→ **Instructions to follow**:
Rewrite the data from the line containing "If you could segment every instance of the ornate" through the end of the data, keeping every line and offsetting each coordinate in the path answers by 54.

→ **Material for the task**:
════════════════

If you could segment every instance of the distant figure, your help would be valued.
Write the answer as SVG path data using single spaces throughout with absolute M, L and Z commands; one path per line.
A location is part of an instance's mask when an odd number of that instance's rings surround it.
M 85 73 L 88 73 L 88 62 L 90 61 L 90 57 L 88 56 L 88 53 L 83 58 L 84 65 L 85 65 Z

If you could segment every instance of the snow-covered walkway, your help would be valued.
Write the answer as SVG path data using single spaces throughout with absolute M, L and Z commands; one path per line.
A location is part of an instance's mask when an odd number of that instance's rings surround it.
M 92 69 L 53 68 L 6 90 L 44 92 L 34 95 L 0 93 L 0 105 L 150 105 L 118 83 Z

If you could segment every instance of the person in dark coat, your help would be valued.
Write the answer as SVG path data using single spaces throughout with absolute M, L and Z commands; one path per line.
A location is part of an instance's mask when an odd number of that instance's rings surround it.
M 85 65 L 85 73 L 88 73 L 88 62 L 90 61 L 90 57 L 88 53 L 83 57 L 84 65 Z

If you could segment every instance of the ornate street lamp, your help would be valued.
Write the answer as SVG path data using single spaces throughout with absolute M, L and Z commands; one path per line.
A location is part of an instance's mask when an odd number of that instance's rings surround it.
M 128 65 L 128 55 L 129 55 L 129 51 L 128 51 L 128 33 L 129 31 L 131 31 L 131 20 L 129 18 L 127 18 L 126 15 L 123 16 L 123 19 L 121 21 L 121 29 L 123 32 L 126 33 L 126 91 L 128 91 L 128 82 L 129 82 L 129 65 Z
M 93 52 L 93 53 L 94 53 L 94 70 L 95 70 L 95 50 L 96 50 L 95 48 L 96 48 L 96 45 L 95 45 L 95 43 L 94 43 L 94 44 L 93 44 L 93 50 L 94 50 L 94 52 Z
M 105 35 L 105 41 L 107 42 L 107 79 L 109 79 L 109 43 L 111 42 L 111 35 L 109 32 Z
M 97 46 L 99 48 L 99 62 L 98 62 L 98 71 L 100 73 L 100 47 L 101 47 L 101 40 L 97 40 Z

════════════════

→ **Exercise result**:
If you could segment every instance of the ornate street lamp, your help would be valued.
Write the answer as SVG path data using single spaces throughout with absolute M, L and Z commands; one path per line.
A location is part of an instance's mask when an odd number of that instance's rings surround it.
M 182 119 L 182 109 L 183 109 L 183 105 L 182 105 L 182 87 L 183 85 L 185 85 L 185 74 L 183 72 L 181 72 L 180 69 L 177 70 L 177 73 L 175 75 L 175 83 L 177 86 L 180 87 L 180 145 L 182 145 L 182 136 L 183 136 L 183 119 Z
M 147 106 L 147 107 L 148 107 L 148 124 L 149 124 L 149 104 L 150 104 L 149 102 L 150 102 L 150 99 L 149 99 L 149 97 L 148 97 L 148 98 L 147 98 L 147 104 L 148 104 L 148 106 Z
M 159 89 L 159 95 L 161 96 L 161 133 L 163 133 L 163 97 L 165 96 L 165 89 L 163 86 Z
M 151 100 L 153 102 L 153 116 L 152 116 L 152 125 L 154 127 L 154 101 L 155 101 L 155 94 L 151 94 Z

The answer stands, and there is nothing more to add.